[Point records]
--------------------------------------------------
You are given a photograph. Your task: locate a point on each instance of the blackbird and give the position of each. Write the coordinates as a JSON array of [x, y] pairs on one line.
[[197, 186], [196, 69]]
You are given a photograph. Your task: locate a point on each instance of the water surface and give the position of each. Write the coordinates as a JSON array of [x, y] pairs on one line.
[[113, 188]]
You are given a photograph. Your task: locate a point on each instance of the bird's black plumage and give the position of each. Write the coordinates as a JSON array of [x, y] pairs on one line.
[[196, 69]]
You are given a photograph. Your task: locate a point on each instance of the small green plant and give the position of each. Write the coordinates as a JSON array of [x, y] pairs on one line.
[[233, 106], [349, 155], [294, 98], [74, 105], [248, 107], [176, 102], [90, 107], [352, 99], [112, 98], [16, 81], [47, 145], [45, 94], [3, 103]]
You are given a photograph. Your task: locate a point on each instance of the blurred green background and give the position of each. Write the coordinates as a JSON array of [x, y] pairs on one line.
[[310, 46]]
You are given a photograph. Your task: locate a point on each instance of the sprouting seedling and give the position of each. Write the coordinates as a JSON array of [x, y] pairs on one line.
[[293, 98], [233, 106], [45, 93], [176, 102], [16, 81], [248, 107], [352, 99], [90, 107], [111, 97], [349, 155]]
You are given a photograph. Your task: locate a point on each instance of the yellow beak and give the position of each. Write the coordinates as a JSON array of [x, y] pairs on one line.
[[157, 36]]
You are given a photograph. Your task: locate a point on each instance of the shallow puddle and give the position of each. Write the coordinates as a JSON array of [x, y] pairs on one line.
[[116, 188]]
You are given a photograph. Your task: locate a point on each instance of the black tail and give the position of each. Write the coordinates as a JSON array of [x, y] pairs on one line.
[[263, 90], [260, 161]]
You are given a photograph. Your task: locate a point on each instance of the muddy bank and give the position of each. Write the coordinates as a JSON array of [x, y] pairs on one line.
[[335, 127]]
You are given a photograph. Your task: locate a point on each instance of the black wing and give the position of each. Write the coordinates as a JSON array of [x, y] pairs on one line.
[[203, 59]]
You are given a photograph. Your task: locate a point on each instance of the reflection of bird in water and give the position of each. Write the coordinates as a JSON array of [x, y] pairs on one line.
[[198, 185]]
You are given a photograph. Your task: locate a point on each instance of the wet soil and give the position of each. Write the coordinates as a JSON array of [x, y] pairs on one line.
--------------------------------------------------
#### [TASK BRIEF]
Copy all of these lines word for word, with nothing changed.

#### [TASK ANSWER]
You are given a photograph. Your task: locate a point on each instance of the blackbird and give the position of each. Write the coordinates as a JSON array of [x, y] pairs on one line.
[[197, 186], [196, 69]]
You are given a photograph. Your task: locate a point on each instance of the water surface and give the position of each. Write the coordinates as a JSON array of [x, y] pairs on one line.
[[113, 188]]
You are given a photograph. Your task: locate a point on each instance of the bird's black plumage and give the position of each. Write the coordinates as a JSON array of [x, y] pairs on one line.
[[196, 69]]
You are given a photograph. Your task: locate a point on each instance of the small green plant and give the position of each. Write the coordinates as a JSON array of [x, y] pairs on one line.
[[233, 106], [349, 155], [294, 98], [74, 105], [248, 107], [176, 102], [90, 107], [352, 99], [112, 98], [16, 81], [47, 145], [45, 94], [3, 103]]
You are given a photograph. Your task: locate a point on each instance of the blurred green background and give the position of each. Write the coordinates as a JSON array of [x, y] pairs on one line.
[[310, 46]]
You are given a photograph. Your task: locate a point on each instance of the sprouting seedling and give the position of each. Write the coordinates as a JSON array of [x, y] pairs on one line.
[[293, 98], [233, 106], [45, 93], [176, 102], [16, 81], [248, 107], [352, 99], [90, 107], [111, 97], [349, 155]]
You are given a photograph. Your task: locate a point on each instance of the yellow beak and give the position of each. Write the coordinates as a JSON array of [x, y] pairs on one line.
[[157, 36]]
You are given a photograph. Your task: locate a point on each instance of the shallow puddle and give the position of each. Write the coordinates as a JSON array of [x, y] pairs on one line.
[[116, 188]]
You are given a photograph. Your task: locate a point on each instance of the black tail and give the position of each. Write the coordinates as a JSON array of [x, y] pairs on one line.
[[263, 90], [260, 161]]
You are given a photograph. Your task: locate a point on each instance of the muddy bank and give the position of each. Write the coordinates as a JSON array of [x, y] pairs on one line.
[[335, 127]]
You are given a photograph. Your task: locate a point on each instance of the black wing and give the position of each. Write the coordinates as a JSON array of [x, y] pairs on one line.
[[203, 59]]
You are given a photograph. Your task: locate a point on each instance of the reflection of bird in water and give the position of each. Write the coordinates as a JSON array of [x, y] pairs on one line.
[[198, 185]]
You are given a photograph. Your task: locate a point on each instance of the wet soil and give the position of each. Write the coordinates as a JSON array of [x, y] pairs on one line.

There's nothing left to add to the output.